• _TASK STATEMENT_: Please copy everything from the line containing "For full credit, report the precise bounding box of the dirt" down to the line containing "0,0,200,150", both of those lines included, and reproduce them with no changes.

• _RECORDS FOR PROCESSING_:
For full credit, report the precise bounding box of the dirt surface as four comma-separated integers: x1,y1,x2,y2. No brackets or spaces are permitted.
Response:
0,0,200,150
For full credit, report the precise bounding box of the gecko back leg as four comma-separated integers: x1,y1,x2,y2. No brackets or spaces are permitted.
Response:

---

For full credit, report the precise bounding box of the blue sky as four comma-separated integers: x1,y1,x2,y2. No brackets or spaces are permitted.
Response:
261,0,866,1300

• _THE OUTPUT_:
For full credit, report the precise bounding box of the dirt surface as four comma-separated integers: x1,y1,x2,y2. No brackets or spaces are permitted.
Response:
0,0,200,150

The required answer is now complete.